I'd hazard to say that *every* design is "flawed" in some regards: there's no wa...

loup-vaillant · on Aug 15, 2018

The main point remains: server and desktop OS kernels are a critical piece of infrastructure, worthy of full machine checked verification.

In this context, it should be pretty obvious that a design that fails to minimise the trusted computing base is flawed. Even if a kernel vulnerability is unlikely to kill any given user, the sum of all the crashes, hacks, patching effort… is huge.

I bet my hat rewriting the entire kernel for all popular OSes would be far cheaper worldwide than not doing it. (Of course, this won't happen any time soon, because path dependence and network effects. Unless maybe someone works seriously on the 30 million lines problem described by Casey Muratory.)

> In other words, the ancient concept of "right tool for the job" still applies.

Absolutely. Monolithic kernels are clearly the wrong tool for the job.

zokula · on Aug 17, 2018

> Monolithic kernels are clearly the wrong tool for the job.

Says who exactly?

### Data section
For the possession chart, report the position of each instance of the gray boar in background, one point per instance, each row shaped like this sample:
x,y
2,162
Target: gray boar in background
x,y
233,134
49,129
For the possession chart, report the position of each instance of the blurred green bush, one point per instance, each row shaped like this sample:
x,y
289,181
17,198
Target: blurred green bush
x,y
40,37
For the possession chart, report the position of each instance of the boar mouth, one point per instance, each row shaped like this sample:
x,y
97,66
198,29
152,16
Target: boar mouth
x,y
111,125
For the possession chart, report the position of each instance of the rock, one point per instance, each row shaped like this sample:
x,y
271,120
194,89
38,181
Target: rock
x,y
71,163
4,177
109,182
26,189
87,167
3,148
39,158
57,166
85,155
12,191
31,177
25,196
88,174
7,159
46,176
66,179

--

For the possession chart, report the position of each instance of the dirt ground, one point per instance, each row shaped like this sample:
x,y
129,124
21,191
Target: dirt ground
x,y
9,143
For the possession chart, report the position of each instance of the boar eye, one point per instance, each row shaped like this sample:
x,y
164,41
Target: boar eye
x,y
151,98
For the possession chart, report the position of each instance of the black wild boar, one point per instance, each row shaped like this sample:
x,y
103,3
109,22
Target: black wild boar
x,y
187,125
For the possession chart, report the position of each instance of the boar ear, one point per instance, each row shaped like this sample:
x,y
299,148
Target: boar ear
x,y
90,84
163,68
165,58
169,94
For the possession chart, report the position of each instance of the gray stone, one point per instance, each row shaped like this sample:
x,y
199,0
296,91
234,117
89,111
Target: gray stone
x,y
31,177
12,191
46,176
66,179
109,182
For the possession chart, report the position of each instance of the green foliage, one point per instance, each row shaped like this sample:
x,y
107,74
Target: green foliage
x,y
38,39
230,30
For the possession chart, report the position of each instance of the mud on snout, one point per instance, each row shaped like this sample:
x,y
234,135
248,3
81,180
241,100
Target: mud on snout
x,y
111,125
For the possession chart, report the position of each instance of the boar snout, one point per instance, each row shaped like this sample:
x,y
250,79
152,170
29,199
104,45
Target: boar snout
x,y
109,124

...

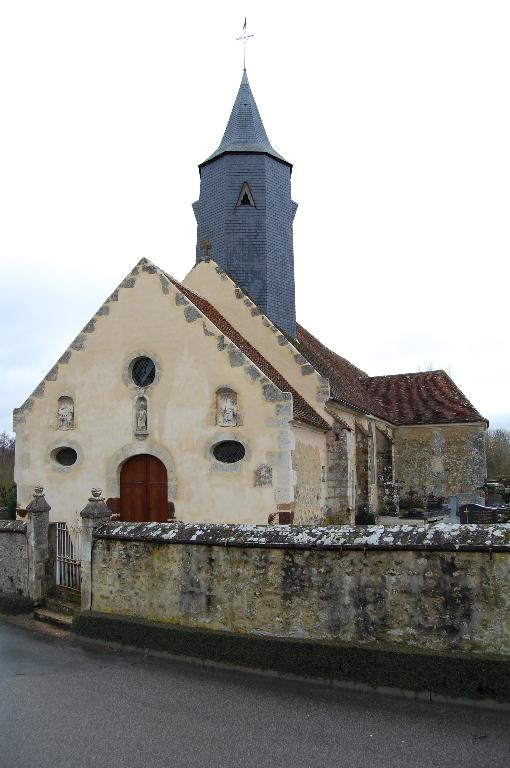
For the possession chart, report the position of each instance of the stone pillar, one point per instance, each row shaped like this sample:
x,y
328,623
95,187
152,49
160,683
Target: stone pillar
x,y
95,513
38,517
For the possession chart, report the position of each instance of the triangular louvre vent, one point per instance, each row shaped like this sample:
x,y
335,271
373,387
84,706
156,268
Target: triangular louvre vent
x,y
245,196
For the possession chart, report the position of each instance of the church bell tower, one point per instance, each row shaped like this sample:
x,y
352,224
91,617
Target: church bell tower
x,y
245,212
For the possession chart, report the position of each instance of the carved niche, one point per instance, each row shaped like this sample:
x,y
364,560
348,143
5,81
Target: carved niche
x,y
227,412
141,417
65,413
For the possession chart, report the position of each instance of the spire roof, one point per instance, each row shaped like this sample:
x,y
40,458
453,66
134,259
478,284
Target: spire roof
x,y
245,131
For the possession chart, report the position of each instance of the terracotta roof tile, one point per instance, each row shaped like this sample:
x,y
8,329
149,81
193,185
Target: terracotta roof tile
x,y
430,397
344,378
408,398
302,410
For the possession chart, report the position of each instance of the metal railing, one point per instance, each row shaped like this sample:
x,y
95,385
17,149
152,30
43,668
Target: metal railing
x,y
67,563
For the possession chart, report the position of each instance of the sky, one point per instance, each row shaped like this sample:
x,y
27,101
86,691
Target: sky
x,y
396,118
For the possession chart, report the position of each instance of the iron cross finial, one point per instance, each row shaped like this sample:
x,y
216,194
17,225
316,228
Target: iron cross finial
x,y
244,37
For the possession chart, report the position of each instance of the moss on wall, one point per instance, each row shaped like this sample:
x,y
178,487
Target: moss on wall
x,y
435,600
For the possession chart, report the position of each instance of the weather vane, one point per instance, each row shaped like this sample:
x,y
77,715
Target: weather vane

### Stated goal
Write out the passage of the kernel design thread starting at "In this context, it" and ending at "effort… is huge.".

### Exercise result
In this context, it should be pretty obvious that a design that fails to minimise the trusted computing base is flawed. Even if a kernel vulnerability is unlikely to kill any given user, the sum of all the crashes, hacks, patching effort… is huge.